* **GIVEN EXERCISE**
Write out the whole listing below line for line, without changing anything, but leave out the pictures.

* **RECORD EXTRACTS**
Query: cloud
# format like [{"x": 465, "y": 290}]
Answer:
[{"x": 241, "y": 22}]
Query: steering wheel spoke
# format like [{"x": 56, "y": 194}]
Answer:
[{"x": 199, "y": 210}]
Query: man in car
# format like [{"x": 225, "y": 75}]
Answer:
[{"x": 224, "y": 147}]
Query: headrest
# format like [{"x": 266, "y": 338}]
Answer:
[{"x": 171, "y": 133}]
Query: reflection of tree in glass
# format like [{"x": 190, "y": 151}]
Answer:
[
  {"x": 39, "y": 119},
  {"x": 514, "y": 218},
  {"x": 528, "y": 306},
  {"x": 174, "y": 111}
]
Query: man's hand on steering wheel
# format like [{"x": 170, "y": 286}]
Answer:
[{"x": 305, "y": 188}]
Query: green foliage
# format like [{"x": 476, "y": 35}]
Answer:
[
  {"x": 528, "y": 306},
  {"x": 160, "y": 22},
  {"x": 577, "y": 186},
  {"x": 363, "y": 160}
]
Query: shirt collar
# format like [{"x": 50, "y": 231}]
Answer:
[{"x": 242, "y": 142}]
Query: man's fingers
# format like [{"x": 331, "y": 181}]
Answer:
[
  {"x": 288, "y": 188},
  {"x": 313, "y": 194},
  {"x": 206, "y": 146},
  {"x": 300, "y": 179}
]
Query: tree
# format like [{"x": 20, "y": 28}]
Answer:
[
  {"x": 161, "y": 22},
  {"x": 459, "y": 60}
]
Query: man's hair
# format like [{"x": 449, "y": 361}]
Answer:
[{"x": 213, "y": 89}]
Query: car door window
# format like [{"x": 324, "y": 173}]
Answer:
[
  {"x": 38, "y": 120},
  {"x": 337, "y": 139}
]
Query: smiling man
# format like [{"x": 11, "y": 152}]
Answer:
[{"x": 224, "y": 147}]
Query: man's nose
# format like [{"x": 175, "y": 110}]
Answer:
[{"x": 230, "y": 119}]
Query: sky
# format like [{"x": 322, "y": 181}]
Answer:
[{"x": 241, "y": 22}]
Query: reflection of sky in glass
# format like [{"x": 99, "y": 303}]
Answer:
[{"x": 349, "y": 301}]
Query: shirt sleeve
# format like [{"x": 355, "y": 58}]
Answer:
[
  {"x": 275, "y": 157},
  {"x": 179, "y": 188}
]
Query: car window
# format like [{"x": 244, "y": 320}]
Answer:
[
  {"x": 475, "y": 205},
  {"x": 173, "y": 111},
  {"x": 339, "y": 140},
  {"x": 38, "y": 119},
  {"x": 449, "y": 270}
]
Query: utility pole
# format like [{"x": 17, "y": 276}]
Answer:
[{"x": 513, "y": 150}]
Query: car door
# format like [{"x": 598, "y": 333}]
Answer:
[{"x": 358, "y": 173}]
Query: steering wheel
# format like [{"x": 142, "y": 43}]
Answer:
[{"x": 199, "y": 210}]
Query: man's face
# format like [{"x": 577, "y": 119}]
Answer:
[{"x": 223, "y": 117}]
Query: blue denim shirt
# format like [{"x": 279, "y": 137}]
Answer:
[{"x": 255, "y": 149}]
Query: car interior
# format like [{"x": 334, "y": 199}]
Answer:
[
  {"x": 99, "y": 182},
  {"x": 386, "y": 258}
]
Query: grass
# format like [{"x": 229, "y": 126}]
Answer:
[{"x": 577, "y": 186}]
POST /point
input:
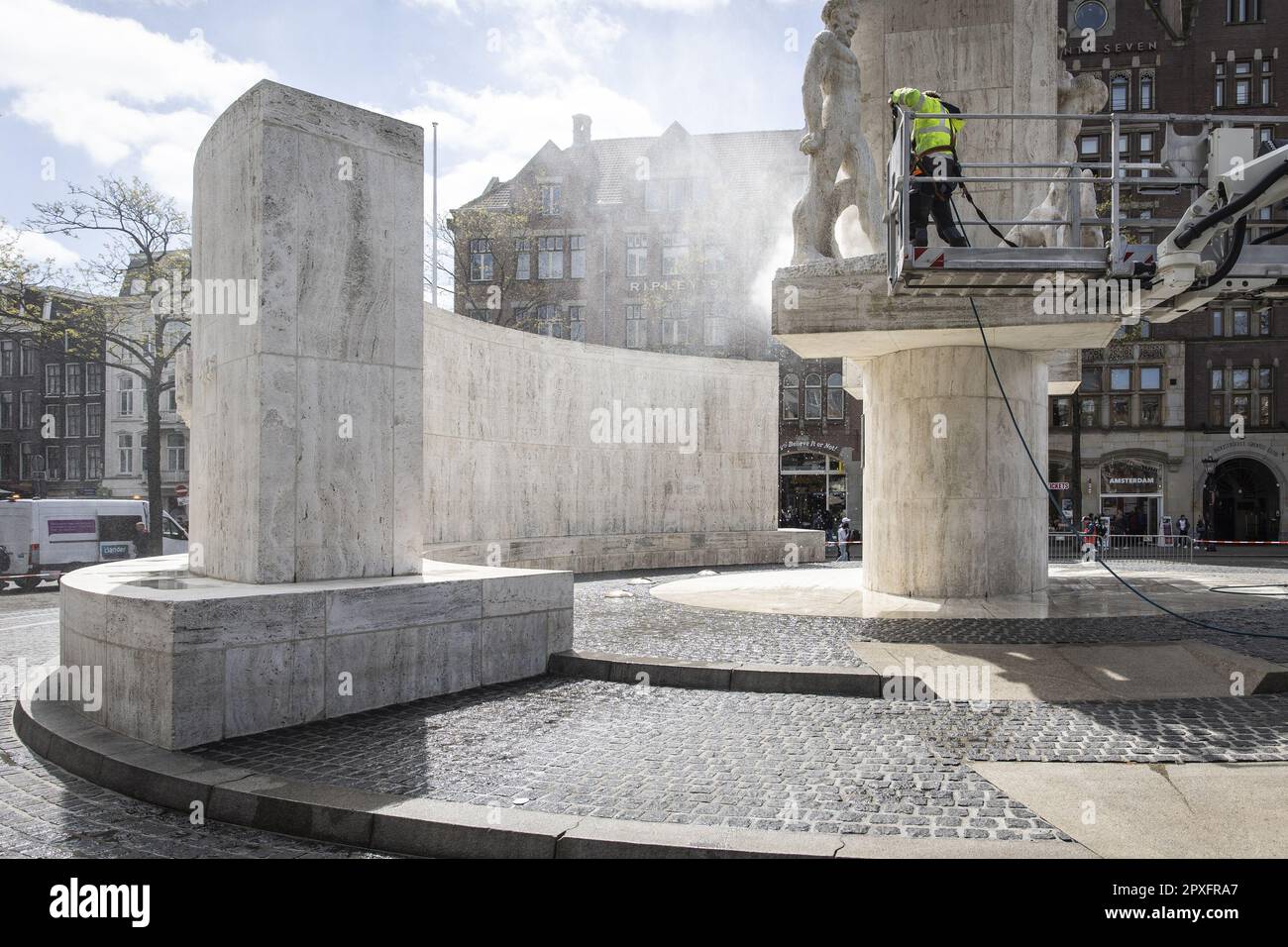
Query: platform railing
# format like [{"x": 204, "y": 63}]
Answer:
[{"x": 1122, "y": 178}]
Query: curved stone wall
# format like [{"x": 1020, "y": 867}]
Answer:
[{"x": 533, "y": 459}]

* **EXERCISE ANSWER**
Query: cloud
# format like [{"x": 465, "y": 290}]
Answer:
[{"x": 241, "y": 22}]
Query: steering wheel spoke
# format like [{"x": 56, "y": 194}]
Answer:
[{"x": 199, "y": 210}]
Query: man in car
# format like [{"x": 225, "y": 75}]
Answer:
[{"x": 224, "y": 147}]
Query: headrest
# format like [{"x": 266, "y": 338}]
Answer:
[{"x": 171, "y": 133}]
Query: reflection of tree in glass
# format like [{"x": 190, "y": 151}]
Answer:
[
  {"x": 39, "y": 119},
  {"x": 514, "y": 218},
  {"x": 528, "y": 306},
  {"x": 174, "y": 111}
]
Query: man's hand on steering wheel
# format like [{"x": 170, "y": 286}]
Answer:
[{"x": 305, "y": 188}]
Query: green foliage
# format like [{"x": 476, "y": 35}]
Answer:
[
  {"x": 528, "y": 306},
  {"x": 160, "y": 22},
  {"x": 577, "y": 186},
  {"x": 363, "y": 160}
]
Query: shirt collar
# format like [{"x": 50, "y": 231}]
Answer:
[{"x": 242, "y": 142}]
Query: man's fingers
# format like [{"x": 331, "y": 181}]
Answer:
[
  {"x": 288, "y": 188},
  {"x": 313, "y": 194},
  {"x": 206, "y": 146},
  {"x": 300, "y": 179}
]
Query: tree
# format like [{"x": 20, "y": 28}]
Answer:
[
  {"x": 161, "y": 22},
  {"x": 459, "y": 60}
]
Query: man's hair
# format like [{"x": 449, "y": 361}]
Answer:
[{"x": 213, "y": 89}]
Query: car door window
# format like [{"x": 324, "y": 173}]
Answer:
[
  {"x": 38, "y": 120},
  {"x": 337, "y": 139}
]
Query: smiling man
# format like [{"x": 11, "y": 152}]
Answer:
[{"x": 224, "y": 147}]
Query: man's nose
# format like [{"x": 175, "y": 110}]
Answer:
[{"x": 230, "y": 119}]
Query: sky
# format like [{"x": 322, "y": 181}]
Answer:
[{"x": 241, "y": 22}]
Query: reflection of sky in glass
# format like [{"x": 99, "y": 303}]
Answer:
[{"x": 349, "y": 301}]
Query: shirt sleeve
# format like [{"x": 355, "y": 58}]
Answer:
[
  {"x": 275, "y": 157},
  {"x": 179, "y": 188}
]
Query: car window
# format like [{"x": 244, "y": 320}]
Answer:
[
  {"x": 475, "y": 205},
  {"x": 173, "y": 111},
  {"x": 339, "y": 140},
  {"x": 38, "y": 119},
  {"x": 449, "y": 270}
]
Query: utility pole
# format like [{"x": 17, "y": 276}]
Answer:
[{"x": 513, "y": 150}]
Query: car door
# format like [{"x": 598, "y": 333}]
Answer:
[{"x": 358, "y": 173}]
Query: steering wheel
# format like [{"x": 142, "y": 43}]
Answer:
[{"x": 199, "y": 210}]
Query: man's face
# format like [{"x": 577, "y": 119}]
Answer:
[{"x": 223, "y": 117}]
Query: blue denim shirt
# format like [{"x": 279, "y": 137}]
Answer:
[{"x": 255, "y": 149}]
Query: car interior
# format like [{"x": 334, "y": 199}]
Answer:
[
  {"x": 99, "y": 182},
  {"x": 386, "y": 258}
]
Query: grass
# format like [{"x": 229, "y": 126}]
Answer:
[{"x": 577, "y": 186}]
POST /point
input:
Query: platform railing
# format like [{"x": 204, "y": 63}]
Answer:
[{"x": 1122, "y": 178}]
Query: curved stone wall
# format like [{"x": 1020, "y": 867}]
Answer:
[{"x": 533, "y": 459}]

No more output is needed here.